**WRITTEN REQUEST**
Render the items below as a Markdown table with two columns, No. and Item: number each item in order and leave out any blank lines.

**RECORDS PROVIDED**
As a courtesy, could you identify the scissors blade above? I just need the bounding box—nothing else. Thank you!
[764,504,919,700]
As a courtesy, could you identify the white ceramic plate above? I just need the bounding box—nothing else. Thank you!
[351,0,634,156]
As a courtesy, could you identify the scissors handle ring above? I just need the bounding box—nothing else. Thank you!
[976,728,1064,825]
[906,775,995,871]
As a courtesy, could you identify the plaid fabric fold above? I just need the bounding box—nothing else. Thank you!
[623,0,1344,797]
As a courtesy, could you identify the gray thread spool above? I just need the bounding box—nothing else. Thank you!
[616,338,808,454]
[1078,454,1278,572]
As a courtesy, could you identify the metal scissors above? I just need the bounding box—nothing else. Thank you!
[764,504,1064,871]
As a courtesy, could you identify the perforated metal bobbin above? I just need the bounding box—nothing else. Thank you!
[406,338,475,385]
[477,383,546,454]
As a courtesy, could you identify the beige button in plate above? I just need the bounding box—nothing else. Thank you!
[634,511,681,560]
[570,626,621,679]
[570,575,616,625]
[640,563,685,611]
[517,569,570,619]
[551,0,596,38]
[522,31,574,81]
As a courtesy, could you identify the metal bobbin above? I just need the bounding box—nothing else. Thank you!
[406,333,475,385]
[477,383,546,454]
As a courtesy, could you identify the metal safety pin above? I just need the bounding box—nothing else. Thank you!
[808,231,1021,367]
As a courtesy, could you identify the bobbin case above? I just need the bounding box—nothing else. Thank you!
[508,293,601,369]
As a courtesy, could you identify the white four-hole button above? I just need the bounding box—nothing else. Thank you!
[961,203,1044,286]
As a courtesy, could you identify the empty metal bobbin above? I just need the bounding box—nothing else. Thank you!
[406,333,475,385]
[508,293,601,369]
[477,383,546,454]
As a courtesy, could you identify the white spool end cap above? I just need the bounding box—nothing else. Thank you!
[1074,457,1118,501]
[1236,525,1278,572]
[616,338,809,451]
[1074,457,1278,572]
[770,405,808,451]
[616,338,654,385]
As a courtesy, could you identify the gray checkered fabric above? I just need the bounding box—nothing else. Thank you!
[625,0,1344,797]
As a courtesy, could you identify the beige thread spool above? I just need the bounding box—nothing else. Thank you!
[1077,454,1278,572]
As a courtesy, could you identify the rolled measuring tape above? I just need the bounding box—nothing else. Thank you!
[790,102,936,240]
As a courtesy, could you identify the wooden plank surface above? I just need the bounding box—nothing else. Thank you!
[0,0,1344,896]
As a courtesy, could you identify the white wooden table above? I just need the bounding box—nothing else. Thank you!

**THE RESULT**
| No. | Item |
|---|---|
| 1 | As a courtesy, could you identify the scissors blade above? I just need the bounding box—nothing else. Thank you! |
| 2 | [764,504,919,700] |
| 3 | As a courtesy, could you identify the white ceramic plate above? I just need the bounding box—nothing else. Thank you! |
| 4 | [351,0,634,156] |
| 5 | As a courtesy, could you identify the scissors handle ring above? I just need the bounding box—nothing else. Thank you! |
| 6 | [976,728,1064,825] |
| 7 | [906,775,995,871] |
| 8 | As a courtesy, could you identify the plaid fabric fold above? I just need the bounding box—nothing else. Thank you! |
| 9 | [623,0,1344,797] |
| 10 | As a courtesy, could you identify the gray thread spool above? I just need the bounding box—nothing else. Thank you! |
| 11 | [616,338,808,454] |
| 12 | [1078,454,1278,572] |
| 13 | As a courtesy, could you identify the metal scissors above? I just need the bounding box—nothing else. Thank you! |
| 14 | [764,504,1064,871] |
| 15 | As a courtesy, could you identify the perforated metal bobbin above? I just need the bounding box—nothing else. Thank you! |
| 16 | [406,338,475,385] |
| 17 | [477,383,546,454] |
| 18 | As a courtesy, could you identify the beige button in plate above? I just need the bounding box—nothing else. Thank you! |
| 19 | [634,511,681,560] |
| 20 | [570,626,621,679] |
| 21 | [570,575,616,625] |
| 22 | [640,563,685,611] |
| 23 | [517,569,570,619] |
| 24 | [551,0,596,38] |
| 25 | [522,31,574,81] |
| 26 | As a courtesy, could you identify the metal bobbin above? I just need the bounding box—nothing else. Thank you! |
| 27 | [406,333,475,385] |
| 28 | [477,383,546,454] |
| 29 | As a courtesy, could you identify the metal safety pin above? I just need the bounding box—nothing else. Thank you! |
| 30 | [808,231,1021,367] |
| 31 | As a courtesy, could you identify the bobbin case above? I just need the bounding box—nothing else. Thank you! |
| 32 | [508,293,601,369] |
| 33 | As a courtesy, could you identify the white four-hole button above? I just need the bounding box—nothing else. Thank you! |
| 34 | [961,203,1044,286] |
| 35 | As a courtesy, could you identify the empty metal bobbin above? I just need the bounding box—nothing else. Thank you! |
| 36 | [406,333,475,385] |
| 37 | [508,293,601,369] |
| 38 | [477,383,546,454] |
| 39 | As a courtesy, could you identify the white spool end cap above? I just need the bounding box—nothing else. Thank you! |
| 40 | [1074,457,1118,501] |
| 41 | [1236,525,1278,572] |
| 42 | [616,338,809,451] |
| 43 | [1074,457,1278,572] |
| 44 | [770,405,808,451] |
| 45 | [616,338,654,385] |
| 46 | As a courtesy, could you identify the gray checkered fabric above? I just need the bounding box—nothing else. Thank you! |
| 47 | [625,0,1344,797] |
| 48 | As a courtesy, could you identify the beige thread spool above? I just need the bounding box—nothing else. Thank you! |
| 49 | [1077,454,1278,572] |
| 50 | As a courtesy, could you identify the rolled measuring tape above? I just need the bounding box—nothing else. Thank you! |
| 51 | [790,102,936,240] |
| 52 | As a courtesy, could you identify the wooden plank surface above? I just need the bounding box—nothing else. Thank you! |
| 53 | [0,0,1344,896] |
| 54 | As a courtesy, could you identify the white wooden table above? I just need the bounding box—nothing else. Thank you! |